The band lamely nodded in agreement. Tim rolled his eyes. It was ironic having such a depressing conversation in such a perfectly engineered sound environment. The lack of any echo made every word sound subdued yet startlingly clear, giving them an official BBC sounding finality. We had just acquired Rod Dirk, easily the most ideal fifth Burner since the band had started but now we were in danger of losing our drummer.

 

“We do,” Steve broke the gloomy silence after a moment, “have another gig. I haven’t accepted yet.”

 

“Why not?” I cried in disbelief.

 

“It’s in Invermere. That’s nearly in Alberta. I’m not sure the van will make it. And we can’t afford to fix it. We could have some sort of accident in the snow. And if they don’t pay us on the spot, we can’t afford the gas to drive home.”

 

“And your point is?”

 

“We could end up having to leave the van and equipment in Invermere and hitch hike home. Five of us hitch hiking back across B.C. in winter could take a week, if we’d make it at all. It’s a definite possibility.”

 

Sitting there in the dimly lit studio it was like Steve was proposing, with his slight English accent, one of those terrible expeditions undertaken by British Victorian adventurers to the arctic where the explorers went mad, no one returned and the frozen bodies were found 150 years later.

 

“We can’t afford to say no,” said Al. Being of Norwegian extraction, perhaps he was less afraid of the cold.

 

But Al was right. With the clock ticking down on losing Tim as our drummer we had to take the risk. Invermere was a small resort town on Lake Windemere in the Columbia Valley. That we elected to drive nearly 500 miles in winter for a $300 gig shows how desperate we had become. Even though we were scheduled to play Saturday night, prudence forced us to leave on Friday night to be sure of making it. It wasn’t the smartest way to break in Rod Dirk to his first road trip. Good natured as he was, considering the dozens of things likely go wrong at any moment he could well just quit in the middle of the trip and leave forever.

 

We started onto the snow packed Hope Princeton Highway, in 1970 one of the most perilous links in the B.C. highway system. With its steep hills and sudden turns it was similar to traveling through the Khyber Pass in Pakistan. The only difference was the Khyber Pass had the mournful headstones of British Regiments who had fought and died there carved into solid rock along the highway and painted oil drums to mark dangerous spots. The Hope Princeton too had memorials set along the way to dead motorists in the form of wrecked cars a hundred feet below. The most hazardous spots were defended by flimsy dented guard rails. We were all too aware that we could go skidding off a straight drop at the first wrong move. We approached the worst part of the highway, where a steep decline led to a blind curve and then, immediately, back up a hill. The result was traffic from both directions hurtled down to a hairpin turn overlooking a sheer cliff.

 

I chose this moment to try and lighten Rod’s spirits. “It’s good to be back on the road again,” I shouted back at him from my spot in the passenger seat.

 

“What?” he cried over the roar of the engine. His teeth were chattering.

 

“I say it’s good to be back on the road again!”

 

“I can’t hear you!” he hollered back.

----

• **Problem set**:
(a) In the road-trip passage, how much did the band expect to be paid for the Invermere gig?
(b) Print, word for word, the part of the road-trip passage from "I chose this" to "the passenger seat.".

• **Data provided**:
----

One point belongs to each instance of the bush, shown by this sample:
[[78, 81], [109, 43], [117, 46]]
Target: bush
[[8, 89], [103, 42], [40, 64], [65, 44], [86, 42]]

----

• **Task solutions**:
(a) $300

(b)
I chose this moment to try and lighten Rod’s spirits. “It’s good to be back on the road again,” I shouted back at him from my spot in the passenger seat.